» How to complete this task: Return each line of the listing in which the word "query" appears.

►

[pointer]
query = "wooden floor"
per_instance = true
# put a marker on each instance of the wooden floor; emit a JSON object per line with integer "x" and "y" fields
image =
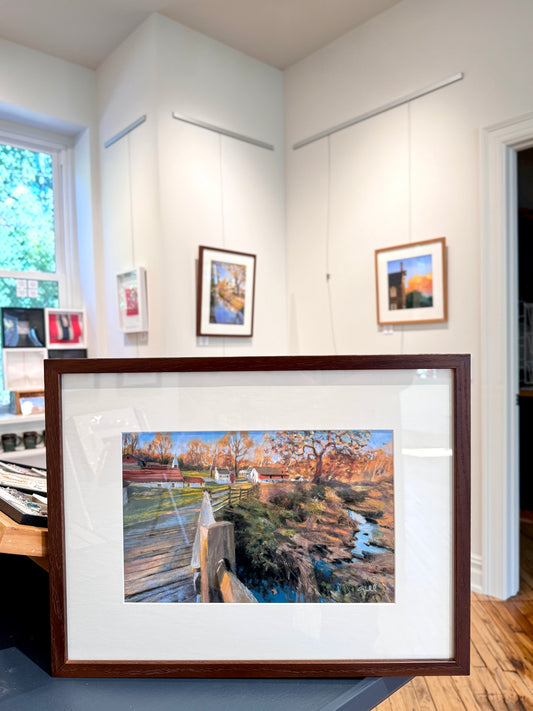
{"x": 501, "y": 677}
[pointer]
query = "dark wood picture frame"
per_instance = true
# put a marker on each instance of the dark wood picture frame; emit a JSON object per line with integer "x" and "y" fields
{"x": 211, "y": 306}
{"x": 457, "y": 369}
{"x": 400, "y": 303}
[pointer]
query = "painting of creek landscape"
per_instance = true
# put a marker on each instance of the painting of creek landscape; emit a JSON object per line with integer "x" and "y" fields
{"x": 258, "y": 516}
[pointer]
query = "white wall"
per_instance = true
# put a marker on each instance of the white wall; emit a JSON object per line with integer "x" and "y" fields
{"x": 169, "y": 187}
{"x": 408, "y": 175}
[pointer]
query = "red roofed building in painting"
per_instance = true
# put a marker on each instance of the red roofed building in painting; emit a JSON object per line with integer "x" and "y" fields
{"x": 137, "y": 471}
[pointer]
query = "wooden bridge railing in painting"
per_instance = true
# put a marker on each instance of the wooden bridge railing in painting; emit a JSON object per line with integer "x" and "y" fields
{"x": 214, "y": 555}
{"x": 220, "y": 498}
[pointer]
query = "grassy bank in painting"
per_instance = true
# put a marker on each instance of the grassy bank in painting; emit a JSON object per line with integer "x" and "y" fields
{"x": 296, "y": 542}
{"x": 312, "y": 512}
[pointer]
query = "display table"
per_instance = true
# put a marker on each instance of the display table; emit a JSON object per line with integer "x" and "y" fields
{"x": 26, "y": 683}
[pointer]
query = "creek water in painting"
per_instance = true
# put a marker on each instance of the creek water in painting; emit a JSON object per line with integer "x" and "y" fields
{"x": 227, "y": 293}
{"x": 258, "y": 516}
{"x": 410, "y": 282}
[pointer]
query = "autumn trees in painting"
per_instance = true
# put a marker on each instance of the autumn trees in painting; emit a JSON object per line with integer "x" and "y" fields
{"x": 313, "y": 455}
{"x": 317, "y": 521}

◄

» Task solution:
query = "wooden floor"
query = "dark wood picture frame"
query = "painting of creek landscape"
query = "white wall"
query = "red roofed building in painting"
query = "wooden bridge railing in painting"
query = "grassy bank in painting"
query = "display table"
query = "creek water in painting"
query = "autumn trees in painting"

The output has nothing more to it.